Work request ▸ Output the records in full, exactly as given.

:: Records for this task

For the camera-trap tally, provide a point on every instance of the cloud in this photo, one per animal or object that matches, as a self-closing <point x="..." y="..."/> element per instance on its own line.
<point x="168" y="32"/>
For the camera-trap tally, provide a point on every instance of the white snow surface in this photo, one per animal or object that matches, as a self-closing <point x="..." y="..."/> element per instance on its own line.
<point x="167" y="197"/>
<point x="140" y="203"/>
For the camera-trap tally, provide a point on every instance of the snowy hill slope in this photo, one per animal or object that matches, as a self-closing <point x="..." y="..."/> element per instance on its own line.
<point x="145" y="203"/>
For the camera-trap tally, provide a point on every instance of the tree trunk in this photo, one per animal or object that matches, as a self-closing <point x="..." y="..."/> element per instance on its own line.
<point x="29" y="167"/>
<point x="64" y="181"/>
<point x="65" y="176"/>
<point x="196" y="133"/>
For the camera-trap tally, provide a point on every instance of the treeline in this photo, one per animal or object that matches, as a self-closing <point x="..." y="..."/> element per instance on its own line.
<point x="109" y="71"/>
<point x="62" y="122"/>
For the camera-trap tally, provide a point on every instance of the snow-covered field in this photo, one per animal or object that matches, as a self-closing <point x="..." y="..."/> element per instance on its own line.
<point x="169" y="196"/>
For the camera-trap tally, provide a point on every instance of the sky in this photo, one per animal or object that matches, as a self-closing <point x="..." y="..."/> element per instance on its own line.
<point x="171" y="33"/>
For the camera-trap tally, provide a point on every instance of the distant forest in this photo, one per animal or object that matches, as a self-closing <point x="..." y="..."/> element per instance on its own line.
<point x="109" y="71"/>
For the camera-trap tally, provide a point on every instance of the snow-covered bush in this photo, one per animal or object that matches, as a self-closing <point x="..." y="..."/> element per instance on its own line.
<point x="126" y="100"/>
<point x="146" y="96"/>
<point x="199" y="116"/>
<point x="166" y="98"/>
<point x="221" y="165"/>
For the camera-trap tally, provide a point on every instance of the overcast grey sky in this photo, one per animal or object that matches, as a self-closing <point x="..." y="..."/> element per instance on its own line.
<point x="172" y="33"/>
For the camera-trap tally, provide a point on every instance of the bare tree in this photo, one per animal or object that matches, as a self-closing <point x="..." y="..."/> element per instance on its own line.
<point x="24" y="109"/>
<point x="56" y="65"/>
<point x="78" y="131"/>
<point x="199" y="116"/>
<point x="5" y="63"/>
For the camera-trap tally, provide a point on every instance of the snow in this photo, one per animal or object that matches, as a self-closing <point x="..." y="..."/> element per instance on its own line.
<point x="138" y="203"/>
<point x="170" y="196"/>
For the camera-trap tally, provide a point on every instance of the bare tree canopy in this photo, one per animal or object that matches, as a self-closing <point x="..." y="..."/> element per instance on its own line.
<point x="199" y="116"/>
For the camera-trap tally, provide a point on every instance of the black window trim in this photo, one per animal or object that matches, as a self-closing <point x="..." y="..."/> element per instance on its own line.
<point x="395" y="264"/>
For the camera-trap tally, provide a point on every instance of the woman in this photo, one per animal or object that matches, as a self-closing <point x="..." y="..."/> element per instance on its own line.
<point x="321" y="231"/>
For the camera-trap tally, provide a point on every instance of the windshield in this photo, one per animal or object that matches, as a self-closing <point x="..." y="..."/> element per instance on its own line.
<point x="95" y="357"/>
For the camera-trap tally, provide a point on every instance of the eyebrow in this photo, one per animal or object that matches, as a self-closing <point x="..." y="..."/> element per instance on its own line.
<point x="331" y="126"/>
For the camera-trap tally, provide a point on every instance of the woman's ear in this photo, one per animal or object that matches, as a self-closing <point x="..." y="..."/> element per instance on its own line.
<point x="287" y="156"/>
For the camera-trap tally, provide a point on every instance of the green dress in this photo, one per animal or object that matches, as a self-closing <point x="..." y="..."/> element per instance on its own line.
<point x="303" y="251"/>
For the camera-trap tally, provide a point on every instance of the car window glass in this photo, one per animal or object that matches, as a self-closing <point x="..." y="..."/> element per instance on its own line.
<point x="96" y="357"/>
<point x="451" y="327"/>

::::

Result ▸
For the camera-trap tally, provide a point on every instance of the cloud in this photo, one per animal or object that matches, as a self-closing <point x="..." y="..."/> element per instance on its own line.
<point x="168" y="32"/>
For the camera-trap tally, provide a point on every instance of the white snow surface in this photo, one per animal or object that matches, as a self-closing <point x="..." y="..."/> element per instance on its own line.
<point x="167" y="197"/>
<point x="140" y="203"/>
For the camera-trap tally, provide a point on every instance of the snowy hill slope in this photo, one per animal or object that matches, as a self-closing <point x="..." y="..."/> element per instance on its own line.
<point x="145" y="203"/>
For the camera-trap tally, provide a point on every instance of the tree trunk in this photo, one per animal or object that matches, as a self-closing <point x="..." y="..."/> element per instance on its own line.
<point x="29" y="167"/>
<point x="64" y="181"/>
<point x="65" y="176"/>
<point x="196" y="133"/>
For the camera-trap tally, provide a point on every instance of the treeline in this photo, one per animal or object that matches, as a self-closing <point x="..." y="..."/> element per instance on its own line.
<point x="109" y="71"/>
<point x="62" y="122"/>
For the camera-trap tally, provide a point on every instance of the snow-covered field in this photo, one per animal or object that matches, as a self-closing <point x="..." y="..."/> element per instance on its own line.
<point x="169" y="196"/>
For the camera-trap tally, provide a point on every instance of the sky in this photo, one per animal or object that matches, as a self-closing <point x="..." y="..."/> element per instance on its own line.
<point x="171" y="33"/>
For the camera-trap tally, provide a point on every instance of the distant forest in this photo, one per animal or object that matches, as a self-closing <point x="..." y="..."/> element per instance on its own line.
<point x="109" y="71"/>
For the camera-trap tally, provide a point on every instance of the snow-covered bush in this photo, one per animal or object that matches, as a self-closing <point x="..." y="..."/> element per instance on its own line.
<point x="126" y="100"/>
<point x="146" y="96"/>
<point x="199" y="116"/>
<point x="166" y="98"/>
<point x="221" y="165"/>
For the camera-trap tally, provide a point on every instance of the overcast grey sky in this photo, one per animal or object that matches, as a self-closing <point x="..." y="..."/> element per instance on its own line.
<point x="172" y="33"/>
For the camera-trap tally, provide a point on every instance of the bare tree in this photo, one per animal or object that matches, as a self-closing <point x="..." y="..."/> element per instance on its own line.
<point x="24" y="109"/>
<point x="56" y="65"/>
<point x="78" y="131"/>
<point x="199" y="116"/>
<point x="5" y="63"/>
For the camera-trap tally, provide a point on every instance of the snow in this photo, one per animal or object that matches, as a self-closing <point x="..." y="..."/> element per instance on its own line.
<point x="138" y="203"/>
<point x="170" y="196"/>
For the camera-trap tally, provide a point on every instance of the bare tree canopy in this photo, one per animal or object that matches, as a self-closing <point x="..." y="..."/> element per instance on its own line.
<point x="199" y="116"/>
For the camera-trap tally, provide a point on every instance of the black window trim in this photo, one per animal or object that matches, as a self-closing <point x="..." y="..."/> element per instance on its own line.
<point x="395" y="264"/>
For the camera-trap tally, provide a point on every instance of the woman in this photo, one per animal or object that matches, as a self-closing <point x="..." y="..."/> element per instance on its own line.
<point x="321" y="231"/>
For the camera-trap tally, provide a point on every instance of the windshield in this photo, one per animal or object that matches, as a self-closing <point x="..." y="..."/> element per instance on its own line.
<point x="95" y="357"/>
For the camera-trap tally, provide a point on every instance of the eyebrow in this photo, one per animal or object that matches, as a self-closing <point x="..." y="..."/> element per instance on its own line.
<point x="331" y="126"/>
For the camera-trap tally, provide a point on every instance of the woman's ear in this photo, one per animal or object that matches, as a self-closing <point x="..." y="..."/> element per instance on its own line.
<point x="287" y="156"/>
For the camera-trap tally, provide a point on every instance of the green dress in this photo, one per animal or object that matches, as a self-closing <point x="..." y="..."/> element per instance on its own line.
<point x="303" y="251"/>
For the camera-trap tally, provide a point on every instance of the car window glass in this photo, one per animal or object that matches, as a self-closing <point x="..." y="..."/> element per instance on its own line.
<point x="96" y="357"/>
<point x="451" y="327"/>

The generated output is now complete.